Provided entries:
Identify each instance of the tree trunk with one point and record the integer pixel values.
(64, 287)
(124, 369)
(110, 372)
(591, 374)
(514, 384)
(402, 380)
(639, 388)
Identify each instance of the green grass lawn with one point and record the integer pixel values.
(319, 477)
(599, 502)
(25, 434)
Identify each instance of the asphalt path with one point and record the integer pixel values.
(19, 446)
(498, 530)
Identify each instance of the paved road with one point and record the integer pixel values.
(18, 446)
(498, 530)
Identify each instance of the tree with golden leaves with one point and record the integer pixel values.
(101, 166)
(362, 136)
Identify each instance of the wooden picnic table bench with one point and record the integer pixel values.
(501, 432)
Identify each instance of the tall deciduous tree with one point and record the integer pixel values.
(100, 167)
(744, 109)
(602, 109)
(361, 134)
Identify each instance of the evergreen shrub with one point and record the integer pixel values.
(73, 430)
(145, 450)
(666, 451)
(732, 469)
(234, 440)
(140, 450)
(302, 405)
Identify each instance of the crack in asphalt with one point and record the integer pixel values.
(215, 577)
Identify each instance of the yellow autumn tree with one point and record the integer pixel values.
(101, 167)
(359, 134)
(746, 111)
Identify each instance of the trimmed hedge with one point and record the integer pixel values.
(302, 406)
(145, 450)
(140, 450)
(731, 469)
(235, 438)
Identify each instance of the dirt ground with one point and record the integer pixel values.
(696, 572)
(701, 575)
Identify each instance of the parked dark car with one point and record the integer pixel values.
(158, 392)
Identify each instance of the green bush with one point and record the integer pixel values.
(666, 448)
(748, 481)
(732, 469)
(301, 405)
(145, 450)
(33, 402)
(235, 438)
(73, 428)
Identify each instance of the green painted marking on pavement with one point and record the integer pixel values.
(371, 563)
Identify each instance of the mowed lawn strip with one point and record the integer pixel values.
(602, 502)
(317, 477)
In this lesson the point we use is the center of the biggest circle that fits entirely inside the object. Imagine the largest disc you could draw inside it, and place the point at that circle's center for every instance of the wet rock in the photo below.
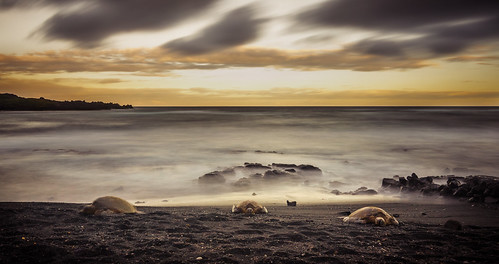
(212, 178)
(403, 181)
(242, 183)
(336, 184)
(430, 189)
(453, 183)
(256, 176)
(336, 192)
(364, 191)
(462, 191)
(453, 225)
(446, 191)
(309, 169)
(390, 184)
(276, 175)
(248, 165)
(284, 165)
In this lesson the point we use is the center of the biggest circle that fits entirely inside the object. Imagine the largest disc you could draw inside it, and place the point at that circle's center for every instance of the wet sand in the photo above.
(56, 233)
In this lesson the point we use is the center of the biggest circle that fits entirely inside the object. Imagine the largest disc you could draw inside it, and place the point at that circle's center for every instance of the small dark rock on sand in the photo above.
(453, 225)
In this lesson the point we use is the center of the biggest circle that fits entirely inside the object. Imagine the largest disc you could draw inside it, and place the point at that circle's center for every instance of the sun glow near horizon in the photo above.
(251, 54)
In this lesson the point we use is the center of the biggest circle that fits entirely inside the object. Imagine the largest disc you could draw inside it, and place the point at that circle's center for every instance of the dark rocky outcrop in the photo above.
(11, 102)
(276, 175)
(359, 191)
(212, 178)
(472, 188)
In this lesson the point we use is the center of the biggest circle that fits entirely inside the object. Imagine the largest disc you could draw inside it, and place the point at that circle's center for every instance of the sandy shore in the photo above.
(56, 233)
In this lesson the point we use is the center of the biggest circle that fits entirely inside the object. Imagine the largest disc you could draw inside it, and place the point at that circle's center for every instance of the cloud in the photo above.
(9, 4)
(97, 20)
(158, 62)
(270, 97)
(431, 28)
(236, 28)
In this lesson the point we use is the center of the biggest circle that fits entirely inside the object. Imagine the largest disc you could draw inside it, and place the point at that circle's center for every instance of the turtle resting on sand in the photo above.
(249, 207)
(109, 204)
(371, 215)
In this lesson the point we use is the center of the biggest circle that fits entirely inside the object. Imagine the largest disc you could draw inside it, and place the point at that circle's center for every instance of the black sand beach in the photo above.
(56, 233)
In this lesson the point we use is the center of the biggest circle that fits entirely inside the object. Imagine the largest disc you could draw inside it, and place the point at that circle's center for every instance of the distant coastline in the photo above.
(12, 102)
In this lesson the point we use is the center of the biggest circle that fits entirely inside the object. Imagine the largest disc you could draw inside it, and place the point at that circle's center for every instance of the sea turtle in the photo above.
(249, 207)
(109, 204)
(371, 215)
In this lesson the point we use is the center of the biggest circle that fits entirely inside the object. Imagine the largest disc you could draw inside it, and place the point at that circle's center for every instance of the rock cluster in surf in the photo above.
(472, 188)
(256, 173)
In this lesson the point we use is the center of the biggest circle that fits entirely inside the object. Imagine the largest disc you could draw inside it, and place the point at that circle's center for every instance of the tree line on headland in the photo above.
(12, 102)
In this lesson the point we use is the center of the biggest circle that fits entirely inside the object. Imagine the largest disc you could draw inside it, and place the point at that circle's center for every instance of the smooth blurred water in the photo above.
(158, 153)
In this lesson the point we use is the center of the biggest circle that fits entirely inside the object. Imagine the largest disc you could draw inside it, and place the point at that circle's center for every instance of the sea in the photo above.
(156, 155)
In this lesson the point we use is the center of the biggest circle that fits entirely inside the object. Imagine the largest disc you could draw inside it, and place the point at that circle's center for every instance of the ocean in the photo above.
(155, 155)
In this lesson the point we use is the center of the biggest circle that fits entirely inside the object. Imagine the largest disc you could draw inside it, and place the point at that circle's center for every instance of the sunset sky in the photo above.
(258, 53)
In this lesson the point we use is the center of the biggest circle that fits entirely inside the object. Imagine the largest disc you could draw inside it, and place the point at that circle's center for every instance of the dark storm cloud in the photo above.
(396, 14)
(97, 20)
(8, 4)
(443, 27)
(236, 28)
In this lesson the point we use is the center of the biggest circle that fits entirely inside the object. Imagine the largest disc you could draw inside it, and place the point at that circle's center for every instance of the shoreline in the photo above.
(56, 232)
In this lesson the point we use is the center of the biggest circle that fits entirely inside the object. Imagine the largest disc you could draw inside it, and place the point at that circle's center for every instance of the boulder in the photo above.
(212, 178)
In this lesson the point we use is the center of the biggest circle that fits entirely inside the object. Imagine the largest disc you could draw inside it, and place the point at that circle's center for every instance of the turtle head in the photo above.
(393, 221)
(88, 210)
(380, 221)
(236, 209)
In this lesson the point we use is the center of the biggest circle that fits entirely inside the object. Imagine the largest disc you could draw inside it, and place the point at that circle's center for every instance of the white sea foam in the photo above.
(156, 154)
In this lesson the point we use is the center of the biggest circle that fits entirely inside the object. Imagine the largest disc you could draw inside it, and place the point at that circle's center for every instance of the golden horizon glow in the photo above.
(286, 65)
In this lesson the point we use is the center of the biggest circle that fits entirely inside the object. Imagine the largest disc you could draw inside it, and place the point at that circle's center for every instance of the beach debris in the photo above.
(371, 215)
(453, 225)
(109, 204)
(249, 207)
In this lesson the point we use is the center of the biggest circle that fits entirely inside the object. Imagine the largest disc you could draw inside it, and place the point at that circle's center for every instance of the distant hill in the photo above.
(12, 102)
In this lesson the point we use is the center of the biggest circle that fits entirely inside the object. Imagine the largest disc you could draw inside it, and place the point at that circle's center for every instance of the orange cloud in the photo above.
(160, 62)
(271, 97)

Goal of the exercise: Copy the lines from the one containing "glow in the photo above." through the end of the items, swapping "disc" for "disk" wherever it occurs and changing nothing else.

Expected answer:
In this lesson the point we use is the center of the biggest circle that fits entirely inside the object. Imagine the largest disk you could draw inside it, and place the point at that circle's center for every instance of the golden horizon glow in the photo above.
(286, 65)
In this lesson the point we use is the center of the biggest circle that fits entirely inside the object. Imagine the largest disk you could draw inside it, and place the point at that circle's center for every instance of the beach debris in the photo above.
(371, 215)
(453, 225)
(109, 204)
(249, 207)
In this lesson the point we use is the center of the biggest circle that fits entirely inside the object. Imagine the largest disk you could draw inside it, and place the point at that circle's center for every instance of the distant hill in the photo above.
(12, 102)
In this lesson the point we use is the center of the biggest circle that fits entirely inside the object. Imagine the largest disk you could draw inside it, and place the point at that circle's center for every instance of the orange cloud in the photo above.
(160, 62)
(271, 97)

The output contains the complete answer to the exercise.